> **DESCRIPTION OF THE TASK**
Switch each "on its own line" in these lines to "on a separate line" and write the lines out again with nothing else changed.

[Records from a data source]

·····

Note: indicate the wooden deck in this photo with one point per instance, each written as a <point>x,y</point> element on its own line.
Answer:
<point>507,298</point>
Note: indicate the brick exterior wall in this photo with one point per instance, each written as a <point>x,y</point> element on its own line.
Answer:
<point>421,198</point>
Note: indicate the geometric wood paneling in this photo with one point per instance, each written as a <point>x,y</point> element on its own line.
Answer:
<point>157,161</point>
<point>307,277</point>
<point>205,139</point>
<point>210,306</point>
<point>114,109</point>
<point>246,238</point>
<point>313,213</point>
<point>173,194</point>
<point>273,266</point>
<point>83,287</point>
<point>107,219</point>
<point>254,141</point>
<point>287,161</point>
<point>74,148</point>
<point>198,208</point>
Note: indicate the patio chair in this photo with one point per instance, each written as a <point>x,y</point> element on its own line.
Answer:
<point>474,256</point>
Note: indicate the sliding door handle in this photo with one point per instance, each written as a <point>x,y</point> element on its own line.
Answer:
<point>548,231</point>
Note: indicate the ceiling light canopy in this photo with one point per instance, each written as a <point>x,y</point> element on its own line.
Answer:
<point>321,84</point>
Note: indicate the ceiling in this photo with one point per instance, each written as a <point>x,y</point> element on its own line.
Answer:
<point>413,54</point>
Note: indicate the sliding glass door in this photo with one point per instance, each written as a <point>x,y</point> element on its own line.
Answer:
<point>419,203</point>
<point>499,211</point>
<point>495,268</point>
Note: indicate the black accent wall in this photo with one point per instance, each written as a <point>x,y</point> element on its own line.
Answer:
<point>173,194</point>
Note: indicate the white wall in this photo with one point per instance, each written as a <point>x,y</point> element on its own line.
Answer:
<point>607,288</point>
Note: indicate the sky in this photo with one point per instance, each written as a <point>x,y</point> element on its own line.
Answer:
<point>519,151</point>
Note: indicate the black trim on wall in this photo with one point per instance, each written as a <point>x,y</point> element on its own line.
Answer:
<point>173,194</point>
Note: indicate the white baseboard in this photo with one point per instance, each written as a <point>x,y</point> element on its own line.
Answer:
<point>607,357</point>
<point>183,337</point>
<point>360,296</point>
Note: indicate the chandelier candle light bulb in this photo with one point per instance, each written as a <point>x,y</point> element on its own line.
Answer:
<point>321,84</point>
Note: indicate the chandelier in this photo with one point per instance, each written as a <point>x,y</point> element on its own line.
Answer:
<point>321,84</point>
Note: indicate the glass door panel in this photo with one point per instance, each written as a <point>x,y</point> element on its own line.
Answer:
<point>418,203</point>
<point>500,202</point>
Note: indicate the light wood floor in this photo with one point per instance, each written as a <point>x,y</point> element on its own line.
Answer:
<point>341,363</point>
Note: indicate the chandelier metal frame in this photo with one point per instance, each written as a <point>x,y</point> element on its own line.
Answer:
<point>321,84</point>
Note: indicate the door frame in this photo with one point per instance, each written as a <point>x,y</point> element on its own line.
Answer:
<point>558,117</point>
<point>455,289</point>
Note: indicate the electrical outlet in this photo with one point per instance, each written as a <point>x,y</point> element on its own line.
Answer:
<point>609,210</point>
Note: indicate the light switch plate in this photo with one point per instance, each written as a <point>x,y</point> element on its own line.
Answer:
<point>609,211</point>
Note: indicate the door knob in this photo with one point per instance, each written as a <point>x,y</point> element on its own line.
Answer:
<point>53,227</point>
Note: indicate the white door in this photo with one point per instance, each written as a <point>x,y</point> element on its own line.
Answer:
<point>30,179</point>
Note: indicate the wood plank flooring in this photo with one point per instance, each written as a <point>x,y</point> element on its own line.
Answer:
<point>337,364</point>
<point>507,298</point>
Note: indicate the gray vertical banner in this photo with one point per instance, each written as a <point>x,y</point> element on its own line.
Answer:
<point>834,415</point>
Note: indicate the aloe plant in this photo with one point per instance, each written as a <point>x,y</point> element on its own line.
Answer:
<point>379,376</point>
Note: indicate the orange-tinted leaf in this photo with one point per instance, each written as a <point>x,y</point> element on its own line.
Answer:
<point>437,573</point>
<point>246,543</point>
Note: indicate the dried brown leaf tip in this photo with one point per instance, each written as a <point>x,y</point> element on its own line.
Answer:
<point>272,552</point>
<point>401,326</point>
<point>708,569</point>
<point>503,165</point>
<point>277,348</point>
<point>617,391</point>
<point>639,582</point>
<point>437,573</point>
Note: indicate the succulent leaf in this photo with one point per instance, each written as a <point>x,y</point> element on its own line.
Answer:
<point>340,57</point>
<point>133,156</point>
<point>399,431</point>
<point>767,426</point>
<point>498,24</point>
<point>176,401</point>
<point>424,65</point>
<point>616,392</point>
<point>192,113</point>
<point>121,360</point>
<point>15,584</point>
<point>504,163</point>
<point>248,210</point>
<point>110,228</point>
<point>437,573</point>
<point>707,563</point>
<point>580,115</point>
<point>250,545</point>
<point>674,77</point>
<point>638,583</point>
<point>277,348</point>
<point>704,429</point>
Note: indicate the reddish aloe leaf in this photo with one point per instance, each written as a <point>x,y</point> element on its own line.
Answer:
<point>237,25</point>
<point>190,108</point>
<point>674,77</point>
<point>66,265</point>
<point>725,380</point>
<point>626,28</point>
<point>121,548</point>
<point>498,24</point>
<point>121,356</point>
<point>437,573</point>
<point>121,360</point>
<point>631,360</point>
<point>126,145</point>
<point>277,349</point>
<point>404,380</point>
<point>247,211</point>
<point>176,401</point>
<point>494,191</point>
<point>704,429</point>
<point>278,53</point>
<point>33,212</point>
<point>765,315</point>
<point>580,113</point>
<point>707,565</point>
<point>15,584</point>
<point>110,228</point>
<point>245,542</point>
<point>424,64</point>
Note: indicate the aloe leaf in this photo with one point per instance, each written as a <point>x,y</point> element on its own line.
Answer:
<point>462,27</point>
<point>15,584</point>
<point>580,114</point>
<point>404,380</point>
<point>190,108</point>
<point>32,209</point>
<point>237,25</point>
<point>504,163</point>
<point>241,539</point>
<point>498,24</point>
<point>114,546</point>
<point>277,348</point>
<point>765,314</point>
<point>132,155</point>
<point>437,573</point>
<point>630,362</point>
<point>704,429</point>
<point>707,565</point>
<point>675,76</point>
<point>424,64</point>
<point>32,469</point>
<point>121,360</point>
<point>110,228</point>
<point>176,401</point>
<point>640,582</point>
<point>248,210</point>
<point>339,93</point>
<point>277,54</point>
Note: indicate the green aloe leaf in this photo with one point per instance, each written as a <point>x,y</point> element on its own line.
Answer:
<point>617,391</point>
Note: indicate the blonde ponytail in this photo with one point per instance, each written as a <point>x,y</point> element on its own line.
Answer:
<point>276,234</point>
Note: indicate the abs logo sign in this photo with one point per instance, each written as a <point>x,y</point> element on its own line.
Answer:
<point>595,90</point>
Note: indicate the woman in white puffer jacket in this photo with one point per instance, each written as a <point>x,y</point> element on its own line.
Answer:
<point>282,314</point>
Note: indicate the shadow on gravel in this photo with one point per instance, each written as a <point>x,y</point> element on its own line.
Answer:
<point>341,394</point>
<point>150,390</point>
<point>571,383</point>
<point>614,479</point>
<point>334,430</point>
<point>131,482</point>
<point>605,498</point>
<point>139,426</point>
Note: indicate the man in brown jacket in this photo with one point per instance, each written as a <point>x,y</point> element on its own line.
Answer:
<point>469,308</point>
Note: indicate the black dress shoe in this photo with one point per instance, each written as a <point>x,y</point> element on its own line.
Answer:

·····

> **WORKED SOLUTION**
Note: indicate the wooden deck in this photo with one point per instance, each written as a <point>x,y</point> element on a separate line.
Answer:
<point>507,298</point>
Note: indicate the brick exterior wall in this photo with one point per instance, each written as a <point>x,y</point> element on a separate line.
Answer:
<point>421,198</point>
Note: indicate the geometric wood paneling in this photo with one point per instance, each written as a <point>x,y</point> element on a separate line.
Answer:
<point>157,161</point>
<point>307,277</point>
<point>205,139</point>
<point>210,306</point>
<point>114,109</point>
<point>246,238</point>
<point>313,213</point>
<point>173,194</point>
<point>273,266</point>
<point>83,287</point>
<point>107,219</point>
<point>254,141</point>
<point>287,161</point>
<point>74,148</point>
<point>198,208</point>
Note: indicate the patio chair in this photo with one point per instance, each written as a <point>x,y</point> element on a separate line.
Answer:
<point>474,256</point>
Note: indicate the sliding door handle in this photo with one point per instance, each written as a <point>x,y</point> element on a separate line.
Answer:
<point>548,231</point>
Note: indicate the ceiling light canopy in this photo with one point per instance, each written as a <point>x,y</point> element on a separate line.
Answer:
<point>321,84</point>
Note: indicate the ceiling in this photo with one point per instance, each written as a <point>x,y</point> element on a separate line.
Answer:
<point>413,54</point>
Note: indicate the sliding glass door in this photo with one point per instance, each written as a <point>x,y</point> element on a separate line.
Answer:
<point>419,203</point>
<point>499,211</point>
<point>495,268</point>
Note: indicate the black accent wall in this photo with one point per instance, each written as a <point>x,y</point> element on a separate line.
Answer:
<point>173,194</point>
Note: indicate the white wall in this photo with one point per instance, each written as a <point>x,y</point> element on a separate line.
Answer:
<point>607,288</point>
Note: indicate the sky in this photo with one point per instance, each written as a <point>x,y</point> element on a separate line.
Answer:
<point>519,151</point>
Note: indicate the black trim on wall in this photo with one point per instance, each written as a <point>x,y</point> element on a separate line.
Answer:
<point>173,194</point>
Note: indicate the white baseboard in this photo with one point per instance, each written as a <point>x,y</point> element on a separate line.
Answer:
<point>607,357</point>
<point>183,337</point>
<point>360,296</point>
Note: indicate the chandelier candle light bulb in this photo with one point per instance, each written as a <point>x,y</point> element on a separate line.
Answer:
<point>321,84</point>
Note: indicate the chandelier in this photo with one point per instance, each written as a <point>x,y</point> element on a separate line.
Answer:
<point>321,84</point>
Note: indicate the glass door panel in this photo with one point per instance, each written as a <point>x,y</point> element on a separate line.
Answer:
<point>418,203</point>
<point>500,202</point>
Note: indicate the light wood floor in this photo with one point per instance, each written as a <point>x,y</point> element on a separate line.
Answer:
<point>341,363</point>
Note: indicate the chandelier metal frame in this photo with one point per instance, each written as a <point>x,y</point> element on a separate line.
Answer:
<point>321,84</point>
Note: indicate the door frame in this photo with one point per instance, each written as a <point>x,y</point> element on a separate line.
Answer:
<point>558,117</point>
<point>455,289</point>
Note: indicate the electrical outlet in this photo with one point per instance, each written as a <point>x,y</point> element on a separate line.
Answer:
<point>609,210</point>
Note: indicate the light switch plate in this photo with one point per instance, each written as a <point>x,y</point> element on a separate line.
Answer:
<point>609,211</point>
Note: indicate the door knob in this photo with one point per instance, each written as a <point>x,y</point> element on a separate line.
Answer:
<point>53,227</point>
Note: indicate the white door in this photo with one point per instance, each written as a <point>x,y</point> element on a separate line.
Answer:
<point>30,179</point>
Note: indicate the wood plank flooring in this photo with one point per instance, each written as a <point>x,y</point> element on a separate line.
Answer:
<point>337,364</point>
<point>507,298</point>
Note: indicate the gray vertical banner in this photo with one point per instance, each written as a <point>x,y</point> element on a separate line.
Answer:
<point>834,415</point>
Note: indicate the aloe plant in this photo with one point per instance, each written as a <point>x,y</point> element on a separate line.
Answer:
<point>379,376</point>
Note: indicate the orange-tinted leaf in this photo with one point per instance, each written as a <point>x,y</point> element on a separate line.
Answer:
<point>437,573</point>
<point>246,543</point>
Note: indicate the dried brown leaf tip in this photo with one point per instance, each written as a <point>x,y</point> element on a separate line.
Answer:
<point>272,552</point>
<point>401,326</point>
<point>708,569</point>
<point>503,165</point>
<point>277,348</point>
<point>617,391</point>
<point>639,582</point>
<point>437,573</point>
Note: indicate the succulent leaf in this photo with one point per instance, each written as a <point>x,y</point> element on a separate line.
Answer:
<point>340,57</point>
<point>133,156</point>
<point>399,431</point>
<point>767,426</point>
<point>498,24</point>
<point>176,401</point>
<point>424,65</point>
<point>616,392</point>
<point>192,113</point>
<point>121,360</point>
<point>15,584</point>
<point>504,163</point>
<point>248,210</point>
<point>110,228</point>
<point>437,573</point>
<point>707,563</point>
<point>580,115</point>
<point>250,545</point>
<point>674,77</point>
<point>638,583</point>
<point>277,348</point>
<point>704,429</point>
Note: indicate the reddish aloe leaf in this photo with one point per instance, each written as a <point>x,y</point> element on a separate line.
Answer:
<point>237,25</point>
<point>190,108</point>
<point>674,77</point>
<point>66,265</point>
<point>725,380</point>
<point>626,28</point>
<point>121,548</point>
<point>498,24</point>
<point>121,356</point>
<point>437,573</point>
<point>121,360</point>
<point>631,360</point>
<point>126,145</point>
<point>277,349</point>
<point>404,380</point>
<point>247,211</point>
<point>176,401</point>
<point>494,191</point>
<point>704,429</point>
<point>278,53</point>
<point>33,212</point>
<point>765,315</point>
<point>580,113</point>
<point>707,565</point>
<point>15,584</point>
<point>110,228</point>
<point>245,542</point>
<point>424,64</point>
Note: indicate the aloe leaf in this photo with one point per instance, each written as a <point>x,y</point> element on a separate line.
Answer:
<point>462,27</point>
<point>15,584</point>
<point>580,114</point>
<point>404,380</point>
<point>190,108</point>
<point>32,209</point>
<point>237,25</point>
<point>504,163</point>
<point>241,539</point>
<point>498,24</point>
<point>114,546</point>
<point>277,348</point>
<point>765,314</point>
<point>132,155</point>
<point>437,573</point>
<point>630,362</point>
<point>704,429</point>
<point>707,565</point>
<point>675,76</point>
<point>424,64</point>
<point>32,469</point>
<point>121,360</point>
<point>110,228</point>
<point>176,401</point>
<point>640,582</point>
<point>248,210</point>
<point>339,93</point>
<point>277,54</point>
Note: indicate the green aloe leaf in this photo with one point per instance, each written as a <point>x,y</point> element on a separate line.
Answer:
<point>617,391</point>
Note: indicate the blonde ponytail in this photo with one point per instance, each written as a <point>x,y</point> element on a separate line.
Answer:
<point>276,234</point>
Note: indicate the abs logo sign in this photo with one point per instance, each written as a <point>x,y</point> element on a separate line.
Answer:
<point>595,90</point>
Note: indicate the woman in white puffer jacket in this photo with one point per instance, each written as a <point>x,y</point> element on a separate line.
Answer:
<point>282,314</point>
Note: indicate the shadow on gravel in this photo with one point per instance, each written as a <point>x,y</point> element on a separate line.
Answer:
<point>341,394</point>
<point>150,390</point>
<point>571,383</point>
<point>614,479</point>
<point>334,430</point>
<point>131,482</point>
<point>605,498</point>
<point>139,426</point>
Note: indicate the man in brown jacket in this photo with one point per instance, each written as a <point>x,y</point> element on a separate line.
Answer:
<point>469,308</point>
Note: indicate the black dress shoe in this photo with one point per instance, each written as a <point>x,y</point> element on a separate line.
Answer:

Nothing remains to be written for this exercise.